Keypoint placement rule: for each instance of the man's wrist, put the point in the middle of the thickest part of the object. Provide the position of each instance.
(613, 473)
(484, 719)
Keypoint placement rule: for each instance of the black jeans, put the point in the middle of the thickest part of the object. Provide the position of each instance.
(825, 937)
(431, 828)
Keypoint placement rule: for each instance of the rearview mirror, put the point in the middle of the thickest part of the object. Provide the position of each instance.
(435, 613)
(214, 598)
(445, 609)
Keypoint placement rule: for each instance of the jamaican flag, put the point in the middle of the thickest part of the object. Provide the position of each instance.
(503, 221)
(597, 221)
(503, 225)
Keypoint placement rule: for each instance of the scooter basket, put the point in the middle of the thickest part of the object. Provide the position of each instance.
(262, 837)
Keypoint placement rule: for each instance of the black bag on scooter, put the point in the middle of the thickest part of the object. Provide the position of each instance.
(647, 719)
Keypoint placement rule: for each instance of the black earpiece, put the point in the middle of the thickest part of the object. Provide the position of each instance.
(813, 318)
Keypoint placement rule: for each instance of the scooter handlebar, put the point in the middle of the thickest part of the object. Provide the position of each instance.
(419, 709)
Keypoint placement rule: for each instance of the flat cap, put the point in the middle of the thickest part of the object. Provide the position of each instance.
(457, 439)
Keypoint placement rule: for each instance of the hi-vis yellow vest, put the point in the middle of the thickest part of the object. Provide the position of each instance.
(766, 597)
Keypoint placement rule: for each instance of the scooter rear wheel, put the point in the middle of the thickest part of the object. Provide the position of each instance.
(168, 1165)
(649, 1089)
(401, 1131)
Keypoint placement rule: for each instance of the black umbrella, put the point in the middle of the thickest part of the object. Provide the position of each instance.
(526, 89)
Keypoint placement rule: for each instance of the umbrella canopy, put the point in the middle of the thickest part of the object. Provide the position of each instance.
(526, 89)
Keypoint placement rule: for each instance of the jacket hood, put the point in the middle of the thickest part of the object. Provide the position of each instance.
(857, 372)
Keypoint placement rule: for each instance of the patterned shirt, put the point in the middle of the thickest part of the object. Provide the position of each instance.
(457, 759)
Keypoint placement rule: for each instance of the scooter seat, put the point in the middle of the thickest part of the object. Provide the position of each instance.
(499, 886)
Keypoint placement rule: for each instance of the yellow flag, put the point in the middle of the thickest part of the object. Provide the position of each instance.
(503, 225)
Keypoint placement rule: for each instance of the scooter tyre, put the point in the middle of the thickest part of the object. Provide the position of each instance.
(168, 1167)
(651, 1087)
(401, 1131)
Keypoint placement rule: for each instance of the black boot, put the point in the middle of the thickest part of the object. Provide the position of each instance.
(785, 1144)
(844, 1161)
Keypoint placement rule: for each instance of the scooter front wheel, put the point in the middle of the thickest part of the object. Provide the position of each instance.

|---|

[WHAT YOU SHOULD DO]: All entries given above should be transcribed exactly, with none omitted.

[ANSWER]:
Keypoint placement rule: for each instance of the man's wrist, put the point in the middle of the thickest part of the object. Provide the position of each instance.
(613, 473)
(484, 719)
Keypoint placement rule: for each instance of the black jeans, put the point in the middle of the thickest part of the object. Provide the position of each instance.
(825, 937)
(431, 828)
Keypoint placement rule: for each instance of the rearview mirror, put the point in the middle of the thickest part of the object. Provide the position of each instance.
(435, 613)
(214, 598)
(445, 609)
Keypoint placement rule: for each instance of the jamaican flag, put the point in the middle of the thickest part of the object. Provide the position of each instance.
(503, 221)
(597, 221)
(503, 225)
Keypoint placement rule: for each instance of the scooter basket, put the point in the middle of the thickest part of the object. Provide the position of each instance.
(262, 837)
Keypoint placement rule: for each instance of the black bag on scooter, put the point in the middle of the thickest part of the object. Provide the position of each instance.
(647, 719)
Keypoint placement rule: for each instance of the black earpiece, put the point in the middle of the thickest part of the object. Provide the position of each instance.
(813, 318)
Keypoint placement rule: for each instance of the scooter handlebar, put the point in the middle of the thickest part of the object. Provide the position of each instance.
(419, 709)
Keypoint placement rule: for each instance of the flat cap, put the point in the middle of the thickest part of the object. Provide the position of each instance.
(457, 439)
Keypoint placement rule: for each instance of the hi-vis yellow vest, put the point in the middle of the thickest part of the object. Provide the position of each instance.
(766, 597)
Keypoint placement rule: for each instance of the scooter rear wheel, put the point in the middle of the thickest part of the object. Provide the position of each instance.
(168, 1165)
(649, 1089)
(401, 1131)
Keypoint placement rule: for each instance of the black umbrella, put the point in the middle of the thickest part of the object. Provide the position of each instance.
(526, 89)
Keypoint placement rule: for each instance of the umbrella canopy, put the point in the middle of the thickest part of the object. Provide the position of each instance.
(526, 89)
Keypoint placement rule: for each instance of the jacket hood, put the point in the middle of the thickest part of the object. Provide the position of each instance.
(857, 372)
Keypoint placement rule: for each instance of the patterned shirt, put the point in the middle of the thickest part of the object. Provide the position of each instance.
(457, 759)
Keypoint placement rule: for each instance of the scooter seat, put the point in the middle of the thickest part of the object. Provide the position of each instance.
(499, 886)
Keypoint placement rule: for each instance of the yellow flag, put the point in the middle of the thickest part of the object. Provide the position of each instance.
(503, 225)
Keypoint placement rule: for each instance of the scooter tyre, put the point in the middle of the thickest part of the object. Provide the position of each instance.
(168, 1167)
(651, 1087)
(401, 1131)
Keypoint placement rule: for each instance of the black boot, put the point in the middle of the thickest part of the object. Provide the position of each instance.
(785, 1144)
(844, 1161)
Keypoint placement rule: for each instance of the scooter front wheel, put the point in the middle of the thickest part of the object. Provide the position of each instance.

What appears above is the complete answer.